> **TASK DESCRIPTION**
Echo each of the following records back line for line, with no changes.

(Stored data entries)
# # # # #

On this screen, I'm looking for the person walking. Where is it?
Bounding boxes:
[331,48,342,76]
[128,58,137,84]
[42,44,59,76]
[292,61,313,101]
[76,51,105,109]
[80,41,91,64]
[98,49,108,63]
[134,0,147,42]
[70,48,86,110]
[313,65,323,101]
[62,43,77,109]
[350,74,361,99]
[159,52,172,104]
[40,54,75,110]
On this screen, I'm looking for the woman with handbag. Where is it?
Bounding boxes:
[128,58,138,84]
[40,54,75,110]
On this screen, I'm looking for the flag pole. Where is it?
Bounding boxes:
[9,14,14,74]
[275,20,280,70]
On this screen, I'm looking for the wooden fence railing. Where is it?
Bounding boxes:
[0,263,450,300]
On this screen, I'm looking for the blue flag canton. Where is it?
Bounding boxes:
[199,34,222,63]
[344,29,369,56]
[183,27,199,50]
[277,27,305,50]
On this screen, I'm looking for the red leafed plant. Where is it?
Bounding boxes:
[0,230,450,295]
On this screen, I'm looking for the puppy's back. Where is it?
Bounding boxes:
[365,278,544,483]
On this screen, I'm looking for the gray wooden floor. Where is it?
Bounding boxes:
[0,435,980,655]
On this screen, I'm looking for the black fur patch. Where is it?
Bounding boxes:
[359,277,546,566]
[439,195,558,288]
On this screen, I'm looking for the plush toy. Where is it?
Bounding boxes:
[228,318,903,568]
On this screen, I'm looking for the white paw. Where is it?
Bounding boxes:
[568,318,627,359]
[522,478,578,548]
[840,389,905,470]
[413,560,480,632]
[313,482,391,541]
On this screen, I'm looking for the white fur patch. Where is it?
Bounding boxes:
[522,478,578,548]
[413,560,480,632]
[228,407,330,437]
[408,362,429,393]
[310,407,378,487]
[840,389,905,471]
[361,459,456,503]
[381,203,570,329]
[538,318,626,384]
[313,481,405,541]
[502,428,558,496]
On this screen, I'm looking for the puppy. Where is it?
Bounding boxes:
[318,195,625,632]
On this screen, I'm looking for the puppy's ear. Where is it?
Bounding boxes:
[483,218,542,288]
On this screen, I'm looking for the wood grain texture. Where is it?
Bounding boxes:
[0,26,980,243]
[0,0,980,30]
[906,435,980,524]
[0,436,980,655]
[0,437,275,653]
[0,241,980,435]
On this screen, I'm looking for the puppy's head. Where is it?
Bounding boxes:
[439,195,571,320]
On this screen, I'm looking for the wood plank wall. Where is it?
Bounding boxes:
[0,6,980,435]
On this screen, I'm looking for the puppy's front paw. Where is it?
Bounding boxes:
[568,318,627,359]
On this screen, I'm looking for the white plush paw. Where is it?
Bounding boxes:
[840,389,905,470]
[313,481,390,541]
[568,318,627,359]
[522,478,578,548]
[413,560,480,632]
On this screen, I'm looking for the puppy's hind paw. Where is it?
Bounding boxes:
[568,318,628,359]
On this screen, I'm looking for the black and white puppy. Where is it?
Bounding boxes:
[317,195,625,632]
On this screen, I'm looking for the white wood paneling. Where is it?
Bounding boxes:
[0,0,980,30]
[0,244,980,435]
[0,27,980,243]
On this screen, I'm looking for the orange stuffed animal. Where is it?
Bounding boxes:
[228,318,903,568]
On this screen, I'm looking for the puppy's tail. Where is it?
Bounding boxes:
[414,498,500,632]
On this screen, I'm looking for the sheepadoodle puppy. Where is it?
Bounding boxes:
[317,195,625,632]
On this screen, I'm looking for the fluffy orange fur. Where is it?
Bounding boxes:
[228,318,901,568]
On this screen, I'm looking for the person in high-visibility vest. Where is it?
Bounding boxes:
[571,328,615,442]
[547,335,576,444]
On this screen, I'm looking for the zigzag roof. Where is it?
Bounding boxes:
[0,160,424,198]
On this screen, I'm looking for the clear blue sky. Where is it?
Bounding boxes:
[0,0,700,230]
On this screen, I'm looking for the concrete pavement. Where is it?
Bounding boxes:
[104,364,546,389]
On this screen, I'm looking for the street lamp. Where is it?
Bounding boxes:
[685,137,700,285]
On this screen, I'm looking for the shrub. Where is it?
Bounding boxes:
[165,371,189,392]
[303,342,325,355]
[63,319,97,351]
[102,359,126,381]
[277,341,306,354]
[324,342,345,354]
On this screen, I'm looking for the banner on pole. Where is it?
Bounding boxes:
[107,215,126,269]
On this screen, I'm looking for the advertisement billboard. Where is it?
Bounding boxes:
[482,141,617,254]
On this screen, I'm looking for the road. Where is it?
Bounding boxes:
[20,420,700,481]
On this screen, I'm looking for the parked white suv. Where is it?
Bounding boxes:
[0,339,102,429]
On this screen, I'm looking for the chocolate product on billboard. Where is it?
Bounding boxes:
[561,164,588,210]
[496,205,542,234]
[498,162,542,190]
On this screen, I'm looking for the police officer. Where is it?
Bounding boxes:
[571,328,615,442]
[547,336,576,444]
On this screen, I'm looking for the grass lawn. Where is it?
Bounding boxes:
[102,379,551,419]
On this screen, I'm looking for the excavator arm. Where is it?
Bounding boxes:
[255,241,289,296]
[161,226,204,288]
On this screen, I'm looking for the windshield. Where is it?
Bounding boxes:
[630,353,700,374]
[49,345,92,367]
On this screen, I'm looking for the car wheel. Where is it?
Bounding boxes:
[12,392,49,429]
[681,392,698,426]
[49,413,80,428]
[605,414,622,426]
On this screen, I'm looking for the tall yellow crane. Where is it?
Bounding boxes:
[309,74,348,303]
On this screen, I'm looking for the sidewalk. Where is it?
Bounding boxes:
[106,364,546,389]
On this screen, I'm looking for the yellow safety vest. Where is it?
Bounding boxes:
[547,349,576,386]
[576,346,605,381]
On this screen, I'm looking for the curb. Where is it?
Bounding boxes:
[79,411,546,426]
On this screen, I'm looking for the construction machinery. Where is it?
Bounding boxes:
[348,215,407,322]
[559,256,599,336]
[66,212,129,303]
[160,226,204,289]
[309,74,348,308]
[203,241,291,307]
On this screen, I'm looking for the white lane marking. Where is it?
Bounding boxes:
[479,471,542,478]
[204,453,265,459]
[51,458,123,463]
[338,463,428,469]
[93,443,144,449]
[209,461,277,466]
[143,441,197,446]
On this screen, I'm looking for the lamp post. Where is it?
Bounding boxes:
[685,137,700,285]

# # # # #

> **WRITTEN RESPONSE**
On this screen, I'm looking for the person walking. Where is it?
Bounding boxes:
[331,48,342,76]
[128,58,137,84]
[42,44,59,76]
[292,61,313,101]
[76,51,105,109]
[80,41,91,64]
[98,49,108,63]
[134,0,147,42]
[70,48,86,110]
[313,65,323,101]
[62,43,77,109]
[350,74,361,99]
[159,52,172,104]
[40,54,75,110]
On this screen, I'm looking for the woman with handbag. Where is it?
Bounding boxes:
[128,58,138,84]
[40,54,75,110]
On this screen, I'm looking for the flag pole. Where is it?
Bounding boxes:
[9,14,14,74]
[275,20,280,70]
On this screen, I'm looking for the wooden fence railing. Where is it?
Bounding boxes:
[0,263,450,300]
On this screen, I'm looking for the blue flag canton. Where is it?
Bounding boxes:
[199,34,222,63]
[344,29,369,56]
[183,27,199,50]
[277,27,305,50]
On this screen, I'm looking for the red leafed plant. Where is it?
Bounding boxes:
[0,230,450,295]
On this screen, I'm looking for the puppy's back. Where is it?
Bounding boxes:
[365,278,544,483]
On this screen, I'm looking for the gray wooden floor. Where is it?
Bounding boxes:
[0,435,980,655]
On this screen, I'm looking for the black fur patch. Where is it?
Bounding boxes:
[359,277,546,566]
[439,195,558,288]
On this screen, I'm looking for the plush toy. Where is it?
Bounding boxes:
[228,318,903,568]
On this screen, I'm looking for the white paw. Where is it?
Bounding boxes:
[568,318,627,359]
[522,478,578,548]
[840,389,905,470]
[413,560,480,632]
[313,482,391,541]
On this screen, I'm looking for the white fur patch. Where is it?
Bounding boxes:
[522,478,578,548]
[413,560,480,632]
[228,407,330,437]
[408,362,429,393]
[310,407,378,487]
[840,389,905,471]
[361,459,456,503]
[381,203,570,329]
[538,318,626,384]
[313,481,405,541]
[502,428,558,496]
On this screen, I'm looking for the puppy. Where is it?
Bounding boxes:
[318,195,625,632]
On this screen, I'm looking for the puppy's ear. Where is it?
Bounding boxes:
[483,218,542,288]
On this screen, I'm looking for the wood grain texture. Where is it?
Bounding boxes:
[0,26,980,243]
[0,0,980,30]
[906,435,980,524]
[0,436,980,655]
[0,437,275,653]
[0,241,980,435]
On this screen, I'm looking for the puppy's head. Where is it?
Bounding boxes:
[439,195,571,320]
On this screen, I'm looking for the wood plank wall. Where is it?
Bounding boxes:
[0,6,980,435]
On this screen, I'm looking for the puppy's front paw. Where is it?
Bounding boxes:
[568,318,627,359]
On this screen, I'm looking for the white plush paw. Where is it?
Bounding boxes:
[840,389,905,470]
[313,481,390,541]
[568,318,627,359]
[522,478,578,548]
[413,560,480,632]
On this screen, I'm looking for the puppy's hind paw. Where is it?
Bounding boxes:
[568,318,628,359]
On this screen, I'm looking for the black and white puppy. Where is it?
Bounding boxes:
[317,195,625,632]
On this screen, I'm looking for the white wood paneling. Where is it?
Bounding boxes:
[0,0,980,30]
[0,244,980,435]
[0,27,980,243]
On this screen, I'm looking for the orange stuffed animal. Where is it?
Bounding boxes:
[228,318,903,568]
On this screen, I'm looking for the puppy's tail. Where is it?
Bounding boxes:
[414,498,500,632]
On this screen, I'm looking for the sheepadoodle puppy. Where is it?
Bounding boxes:
[317,195,625,632]
On this screen, I'm looking for the fluffy orange fur. Where is it?
Bounding boxes:
[228,318,901,568]
On this screen, I'm looking for the person in high-visibility vest. Where is it?
Bounding boxes:
[571,328,615,442]
[547,335,576,444]
On this screen, I'm looking for the zigzag roof. Where is it?
Bounding boxes:
[0,160,424,198]
On this screen, I'm looking for the clear blue sky. Where is it?
Bounding boxes:
[0,0,700,230]
On this screen, I'm looking for the concrete pavement. Where is it?
Bounding boxes:
[104,364,546,389]
On this screen, I'm looking for the street lamp. Where is it?
Bounding boxes:
[685,137,700,285]
On this screen, I'm looking for the shrub. Where is it?
Bounding boxes:
[165,371,189,392]
[303,342,325,355]
[63,319,97,351]
[102,359,126,381]
[277,341,306,354]
[324,342,345,354]
On this screen, I'm looking for the banner on pole. Where is it?
Bounding boxes:
[107,215,126,269]
On this screen, I'm looking for the advertisement billboard. Where is it?
Bounding boxes:
[482,141,617,254]
On this screen, I'm looking for the road. Where is it?
Bounding boxes:
[20,420,700,481]
On this screen, I'm looking for the parked white suv. Where is it?
Bounding boxes:
[0,339,102,429]
On this screen, I'm looking for the chocolate product on billboard. Where is it?
Bounding boxes:
[561,164,588,210]
[496,205,542,234]
[498,162,542,190]
On this screen, I'm looking for the police officer. Where is it?
Bounding boxes:
[571,328,615,442]
[547,336,576,444]
On this screen, I'm looking for the grass lawn. Where is it?
Bounding boxes:
[102,379,551,419]
On this screen, I'm looking for the excavator arm. Where is it?
Bounding boxes:
[255,241,289,296]
[161,226,204,288]
On this screen, I'm looking for the windshield. Where is it?
Bounding boxes:
[630,353,700,374]
[49,345,92,367]
On this screen, I'm looking for the car wheel. Where is it?
Bounding boxes:
[12,392,49,429]
[681,392,698,426]
[49,413,80,428]
[605,414,622,426]
On this screen, I'm looking for the tall yellow crane. Where is it?
Bounding boxes:
[309,74,348,303]
On this screen, I'm looking for the sidewalk. Where is it?
Bounding boxes:
[106,364,546,389]
On this screen, I'm looking for the yellow safety vest. Where is it?
Bounding boxes:
[547,349,576,386]
[576,346,605,381]
On this screen, I'm looking for the curb. Where is it?
Bounding boxes:
[79,411,546,426]
On this screen, I'm looking for the construction machinery. Where is it?
Bounding boxes:
[348,215,407,322]
[559,256,599,336]
[66,212,129,303]
[160,226,204,289]
[309,74,348,308]
[203,241,291,307]
On this screen, I'm looking for the white lane marking. Where is it?
Bounding boxes:
[479,471,542,478]
[204,453,265,459]
[51,458,123,463]
[338,463,428,469]
[93,443,144,449]
[209,461,277,466]
[143,441,197,446]
On this screen, I'm looking for the lamp post. Where is it?
Bounding boxes:
[685,137,700,285]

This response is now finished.